SELECTED TEXT:
┌──

QUESTION:
Given a 0-indexed integer array nums of length n and an integer k, return the number of pairs (i, j) where 0 <= i < j < n, such that nums[i] == nums[j] and (i * j) is divisible by k.
Example 1:
Input: nums = [3,1,2,2,2,1,3], k = 2
Output: 4
Explanation:
There are 4 pairs that meet all the requirements:
- nums[0] == nums[6], and 0 * 6 == 0, which is divisible by 2.
- nums[2] == nums[3], and 2 * 3 == 6, which is divisible by 2.
- nums[2] == nums[4], and 2 * 4 == 8, which is divisible by 2.
- nums[3] == nums[4], and 3 * 4 == 12, which is divisible by 2.
Example 2:
Input: nums = [1,2,3,4], k = 1
Output: 0
Explanation: Since no value in nums is repeated, there are no pairs (i,j) that meet all the requirements.
Constraints:
1 <= nums.length <= 100
1 <= nums[i], k <= 100
EXPLANATION:
easy的题目, 也就是两个for循环再加上一个判断就是可以了.
SOLUTION:
class Solution {
func countPairs(_ nums: [Int], _ k: Int) -> Int {
var result:Int = 0
for indexI in 0..<nums.count {
for indexJ in indexI+1..<nums.count {
if ((nums[indexI] == nums[indexJ])
&& (indexI*indexJ)%k == 0) {
result+=1
}
}
}
return result
}
}

└──

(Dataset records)
┌──

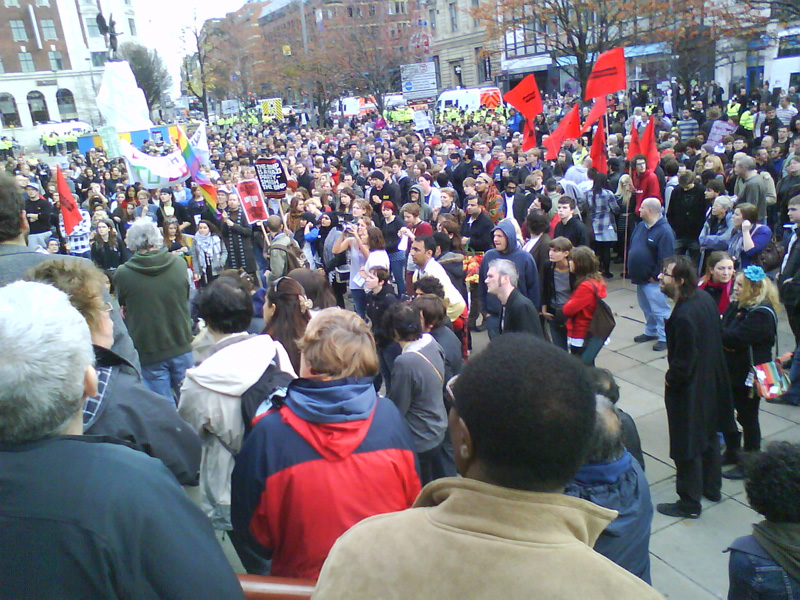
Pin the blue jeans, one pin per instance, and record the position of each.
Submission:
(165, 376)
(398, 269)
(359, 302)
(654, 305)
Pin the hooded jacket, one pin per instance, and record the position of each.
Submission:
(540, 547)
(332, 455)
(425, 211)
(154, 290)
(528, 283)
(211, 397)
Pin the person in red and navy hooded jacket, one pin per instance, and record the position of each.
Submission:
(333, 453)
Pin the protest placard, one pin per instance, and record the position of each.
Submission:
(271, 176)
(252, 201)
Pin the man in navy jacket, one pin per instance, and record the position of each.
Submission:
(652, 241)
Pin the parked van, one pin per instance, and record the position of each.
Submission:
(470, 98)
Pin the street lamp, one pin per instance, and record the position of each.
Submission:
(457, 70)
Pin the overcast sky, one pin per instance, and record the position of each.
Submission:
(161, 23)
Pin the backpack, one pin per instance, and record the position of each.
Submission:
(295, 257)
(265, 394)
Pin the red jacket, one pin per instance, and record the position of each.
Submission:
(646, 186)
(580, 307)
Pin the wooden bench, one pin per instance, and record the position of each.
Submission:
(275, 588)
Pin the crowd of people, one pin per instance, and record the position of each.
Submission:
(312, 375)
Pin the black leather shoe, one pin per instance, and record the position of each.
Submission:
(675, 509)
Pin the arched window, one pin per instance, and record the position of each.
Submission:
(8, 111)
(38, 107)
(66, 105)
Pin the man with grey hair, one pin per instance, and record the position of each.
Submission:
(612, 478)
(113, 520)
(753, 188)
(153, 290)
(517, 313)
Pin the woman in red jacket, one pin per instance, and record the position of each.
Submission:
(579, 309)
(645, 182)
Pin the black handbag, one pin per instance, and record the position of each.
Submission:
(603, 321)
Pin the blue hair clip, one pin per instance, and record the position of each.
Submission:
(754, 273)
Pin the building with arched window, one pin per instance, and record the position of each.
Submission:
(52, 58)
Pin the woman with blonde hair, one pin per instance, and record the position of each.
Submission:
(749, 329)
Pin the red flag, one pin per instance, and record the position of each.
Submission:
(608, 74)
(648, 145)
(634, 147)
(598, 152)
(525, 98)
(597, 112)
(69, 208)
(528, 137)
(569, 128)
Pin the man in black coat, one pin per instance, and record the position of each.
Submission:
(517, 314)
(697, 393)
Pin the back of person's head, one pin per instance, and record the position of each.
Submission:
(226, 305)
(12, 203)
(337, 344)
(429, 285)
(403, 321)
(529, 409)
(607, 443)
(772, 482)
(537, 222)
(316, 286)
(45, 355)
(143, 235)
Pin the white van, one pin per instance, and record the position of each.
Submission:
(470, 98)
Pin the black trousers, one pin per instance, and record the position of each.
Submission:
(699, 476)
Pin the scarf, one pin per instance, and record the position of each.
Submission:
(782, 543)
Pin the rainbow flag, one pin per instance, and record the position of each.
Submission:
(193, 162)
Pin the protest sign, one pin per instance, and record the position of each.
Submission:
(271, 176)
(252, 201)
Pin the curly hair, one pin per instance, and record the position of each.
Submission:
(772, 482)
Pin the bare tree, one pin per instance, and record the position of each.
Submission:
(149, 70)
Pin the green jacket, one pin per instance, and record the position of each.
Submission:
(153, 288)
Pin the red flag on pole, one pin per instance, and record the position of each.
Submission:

└──

INSTRUCTIONS:
1. Extract the passage of the pair-counting problem from "- nums[3] == nums[4], and" up to and including "easy的题目, 也就是两个for循环再加上一个判断就是可以了.".
2. In the pair-counting problem, what range do the constraints allow for the length of nums?
None of the dataset lines are needed here.

RESPONSES PER TASK:
1.
- nums[3] == nums[4], and 3 * 4 == 12, which is divisible by 2.
Example 2:
Input: nums = [1,2,3,4], k = 1
Output: 0
Explanation: Since no value in nums is repeated, there are no pairs (i,j) that meet all the requirements.
Constraints:
1 <= nums.length <= 100
1 <= nums[i], k <= 100
EXPLANATION:
easy的题目, 也就是两个for循环再加上一个判断就是可以了.

2. From 1 to 100.